# Can I relabel any brand?



## bakk94 (Jun 7, 2010)

Hi everyone,

I'm a little confused about relabeling. If I purchase wholesale tshirts (ex. hanes, gildan, etc.) and have them relabeled or relabel them myself, will I get into trouble when I sell them with my own name? I'm starting to get in some orders and I would like to make the shirts more professional with my own label.

I appologize if this question is dumb, but I'm pretty new at this and the last thing I want is to get in trouble so early into my business.

Thanks in advance


----------



## DimSum (Jun 6, 2010)

It's OK. There is a whole category of companies who sell "blanks" in the industry, including Gildan, Hanes, Fruit of the Loom, American Apparel, who market their own brands, but actual built separate divisions to handle private label business. Which means they WANT others to use their blanks and put their own labels and screens on their blank TEES. It might be a problem if you KEEP their labels on your products after you put your own designs on them.


----------



## kimura-mma (Jul 26, 2008)

It's perfectly legal to relabel blank tees. You should research relabeling laws though. There are requirements as to what info needs to be on the new label. Check out: Threading Your Way Through the Labeling Requirements Under the Textile and Wool Acts


----------



## Rodney (Nov 3, 2004)

> It might be a problem if you KEEP their labels on your products after you put your own designs on them.


There's also no problem in _keeping_ the manufacturers label on the products and selling it with your own design.


----------

▸ Provided material
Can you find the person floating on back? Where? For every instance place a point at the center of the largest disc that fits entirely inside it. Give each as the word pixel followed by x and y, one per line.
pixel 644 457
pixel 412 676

▸ Work instructions
- a) Answer these about the relabeling thread:
(i) Which two brands does bakk94 name as examples of wholesale tshirts?
(ii) What does kimura-mma say should be researched?
(iii) What does Rodney say about keeping the manufacturer's label on the products?
- b) Write out the part of the relabeling thread from "I'm a little" up to and including "into my business.", substituting "blank" for "wholesale".
- c) Name every clothing brand that the relabeling thread mentions.
Work only from the relabeling thread.

▸ Responses by task
- a)
(i) Hanes and Gildan.
(ii) Relabeling laws.
(iii) There's no problem in keeping it on the products and selling them with your own design.

- b)
I'm a little confused about relabeling. If I purchase blank tshirts (ex. hanes, gildan, etc.) and have them relabeled or relabel them myself, will I get into trouble when I sell them with my own name? I'm starting to get in some orders and I would like to make the shirts more professional with my own label.

I appologize if this question is dumb, but I'm pretty new at this and the last thing I want is to get in trouble so early into my business.

- c) Hanes, Gildan, Fruit of the Loom, American Apparel